INPUT FOR THIS TASK:

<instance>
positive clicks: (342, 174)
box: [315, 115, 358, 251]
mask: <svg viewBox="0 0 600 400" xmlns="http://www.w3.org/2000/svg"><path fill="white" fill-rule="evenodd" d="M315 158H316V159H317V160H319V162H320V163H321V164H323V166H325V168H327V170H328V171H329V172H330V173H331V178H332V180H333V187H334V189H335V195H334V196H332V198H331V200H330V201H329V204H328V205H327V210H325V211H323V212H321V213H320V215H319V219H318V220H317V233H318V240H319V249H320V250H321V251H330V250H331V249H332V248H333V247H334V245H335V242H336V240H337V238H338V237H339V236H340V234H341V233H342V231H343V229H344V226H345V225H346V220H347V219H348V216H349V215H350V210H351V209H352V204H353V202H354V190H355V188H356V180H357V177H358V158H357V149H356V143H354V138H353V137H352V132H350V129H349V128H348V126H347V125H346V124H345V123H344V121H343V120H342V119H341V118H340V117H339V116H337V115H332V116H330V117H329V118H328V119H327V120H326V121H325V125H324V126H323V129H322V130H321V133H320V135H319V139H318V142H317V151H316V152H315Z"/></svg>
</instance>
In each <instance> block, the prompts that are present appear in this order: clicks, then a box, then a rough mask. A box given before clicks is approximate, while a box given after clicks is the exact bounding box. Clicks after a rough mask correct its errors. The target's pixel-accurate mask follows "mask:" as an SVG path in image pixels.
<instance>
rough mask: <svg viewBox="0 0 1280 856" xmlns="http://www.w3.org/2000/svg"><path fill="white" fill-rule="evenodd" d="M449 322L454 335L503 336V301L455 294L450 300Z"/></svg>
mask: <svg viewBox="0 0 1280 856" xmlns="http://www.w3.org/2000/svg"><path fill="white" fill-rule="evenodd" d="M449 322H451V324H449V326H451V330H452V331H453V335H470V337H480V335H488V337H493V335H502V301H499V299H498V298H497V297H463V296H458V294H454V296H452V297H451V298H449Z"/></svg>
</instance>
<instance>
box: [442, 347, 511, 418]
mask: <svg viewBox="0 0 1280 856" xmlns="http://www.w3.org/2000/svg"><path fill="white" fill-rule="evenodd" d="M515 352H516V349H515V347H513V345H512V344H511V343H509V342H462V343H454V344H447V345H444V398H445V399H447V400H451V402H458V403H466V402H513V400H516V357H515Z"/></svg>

TASK PROMPT:
Could you reproduce every record exactly as shown above?

EXERCISE OUTPUT:
<instance>
positive clicks: (342, 174)
box: [315, 115, 358, 251]
mask: <svg viewBox="0 0 600 400" xmlns="http://www.w3.org/2000/svg"><path fill="white" fill-rule="evenodd" d="M315 158H316V159H317V160H319V162H320V163H321V164H323V166H325V168H327V170H328V171H329V172H330V173H331V178H332V180H333V187H334V189H335V195H334V196H332V198H331V200H330V201H329V204H328V205H327V210H325V211H323V212H321V213H320V215H319V219H318V220H317V233H318V240H319V249H320V250H321V251H330V250H331V249H332V248H333V247H334V245H335V242H336V240H337V238H338V237H339V236H340V234H341V233H342V231H343V229H344V226H345V225H346V220H347V219H348V216H349V215H350V210H351V209H352V204H353V202H354V190H355V188H356V180H357V177H358V158H357V149H356V143H354V138H353V137H352V132H350V129H349V128H348V126H347V125H346V124H345V123H344V121H343V120H342V119H341V118H340V117H339V116H337V115H332V116H330V117H329V118H328V119H327V120H326V121H325V125H324V126H323V129H322V130H321V133H320V135H319V139H318V142H317V151H316V152H315Z"/></svg>
</instance>
In each <instance> block, the prompts that are present appear in this order: clicks, then a box, then a rough mask. A box given before clicks is approximate, while a box given after clicks is the exact bounding box. Clicks after a rough mask correct its errors. The target's pixel-accurate mask follows "mask:" as an SVG path in image pixels.
<instance>
rough mask: <svg viewBox="0 0 1280 856" xmlns="http://www.w3.org/2000/svg"><path fill="white" fill-rule="evenodd" d="M449 322L454 335L503 336V301L455 294L450 300Z"/></svg>
mask: <svg viewBox="0 0 1280 856" xmlns="http://www.w3.org/2000/svg"><path fill="white" fill-rule="evenodd" d="M449 322H451V324H449V326H451V330H452V331H453V335H470V337H480V335H488V337H493V335H502V301H499V299H498V298H497V297H463V296H458V294H454V296H452V297H451V298H449Z"/></svg>
</instance>
<instance>
box: [442, 347, 511, 418]
mask: <svg viewBox="0 0 1280 856" xmlns="http://www.w3.org/2000/svg"><path fill="white" fill-rule="evenodd" d="M515 352H516V349H515V347H513V345H512V344H511V343H509V342H462V343H454V344H447V345H444V398H445V399H447V400H451V402H458V403H466V402H513V400H516V357H515Z"/></svg>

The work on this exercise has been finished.